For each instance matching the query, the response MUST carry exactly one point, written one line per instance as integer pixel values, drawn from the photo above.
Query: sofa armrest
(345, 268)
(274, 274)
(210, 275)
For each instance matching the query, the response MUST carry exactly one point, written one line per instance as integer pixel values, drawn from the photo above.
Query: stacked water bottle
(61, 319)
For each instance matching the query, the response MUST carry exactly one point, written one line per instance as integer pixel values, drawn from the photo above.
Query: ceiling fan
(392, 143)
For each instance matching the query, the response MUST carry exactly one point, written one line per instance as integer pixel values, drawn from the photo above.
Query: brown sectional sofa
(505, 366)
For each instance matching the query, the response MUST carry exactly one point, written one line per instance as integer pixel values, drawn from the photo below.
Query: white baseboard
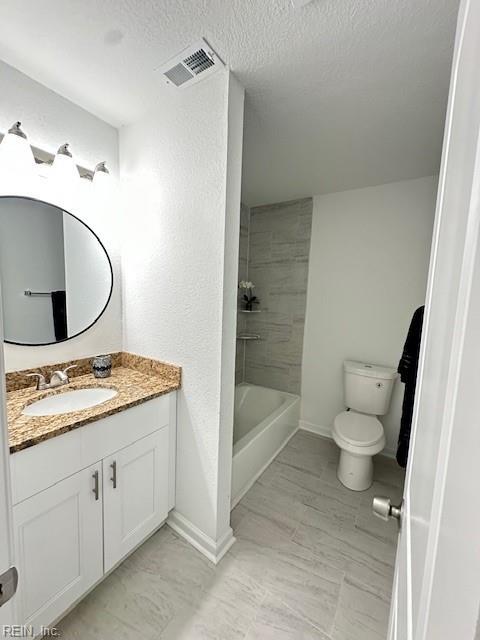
(211, 549)
(326, 432)
(236, 499)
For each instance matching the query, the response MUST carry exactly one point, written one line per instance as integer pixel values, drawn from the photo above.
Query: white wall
(368, 268)
(50, 120)
(174, 170)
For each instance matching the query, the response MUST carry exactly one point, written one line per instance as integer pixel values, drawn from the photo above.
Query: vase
(102, 366)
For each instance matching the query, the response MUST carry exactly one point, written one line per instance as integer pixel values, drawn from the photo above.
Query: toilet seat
(358, 429)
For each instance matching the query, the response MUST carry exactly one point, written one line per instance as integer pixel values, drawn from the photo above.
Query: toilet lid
(358, 429)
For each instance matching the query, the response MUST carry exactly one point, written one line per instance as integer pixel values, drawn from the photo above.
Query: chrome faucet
(57, 378)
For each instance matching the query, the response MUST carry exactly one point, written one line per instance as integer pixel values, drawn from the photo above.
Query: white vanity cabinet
(135, 494)
(84, 500)
(58, 546)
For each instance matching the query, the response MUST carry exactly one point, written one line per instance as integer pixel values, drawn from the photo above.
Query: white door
(135, 481)
(58, 546)
(437, 584)
(6, 527)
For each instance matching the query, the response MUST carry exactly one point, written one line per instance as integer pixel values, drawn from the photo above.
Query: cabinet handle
(114, 472)
(95, 490)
============
Repeat the material above word for word, please, apart from its images.

# Finished task
For each instance matching the query, the response MUST carry exactly one point, written one line per instance as integer pixel values, drawn from the photo above.
Query: sofa armrest
(345, 268)
(274, 274)
(210, 275)
For each instance matching the query, the response MUST carry exactly one point, written one line per instance as integer pixel values, drawn from the photo above.
Query: stacked water bottle
(61, 319)
For each instance matching the query, the response MUST carry exactly one point, written one line per instance as integer pixel values, drawn from the photo above.
Query: ceiling fan
(392, 143)
For each instance matching the query, the response MUST carry exactly one point, written one line per instance as integer pixel values, drawn from the photo above.
Query: brown sectional sofa
(505, 366)
For each instance matching the query, the response MUST carry exactly one point, written one line per instance as integer pixel values, drawn from the photo below.
Query: white baseboard
(211, 549)
(326, 432)
(236, 499)
For each instance matching the query, the response MUST carry exactly one point, written one line per instance as integer pixel values, drawn from the photo above.
Query: white wall
(368, 268)
(50, 120)
(174, 170)
For each instance matching the query, the response MUST carry exactly one point, written one line per instance as integer pixel values, drawn from the photo above.
Query: vase
(102, 366)
For each instance matching the query, the response MUST carry exactly one point, written one line per instance as integer pixel values, drawn from the photo above.
Query: toilet seat
(358, 429)
For each instance matching the query, the response MUST carry exactly one point, written one line per instance as integer pixel values, drawn from the photo above.
Query: toilet lid
(358, 429)
For each instance matching the query, the response MUST carry exactly one point, written one line per instance as integer pixel values, drawn from the photo above.
Query: chrome faucet
(57, 378)
For each instance matching the query, the response MUST carry exactly one point, written one line per instance as integer pixel values, drawn from the photo above.
Query: white vanity cabinet
(135, 494)
(84, 500)
(58, 546)
For each instance matching the query, the response MUST carry exactly one point, written one line per instance as integer pixel values, drawn from the photo above.
Query: white door
(135, 481)
(58, 546)
(437, 584)
(6, 527)
For each instance matching the query, the response MUST carry exactly one point, written one line per instance as integer pixel values, drawn from the photo above.
Query: cabinet handle
(114, 472)
(95, 490)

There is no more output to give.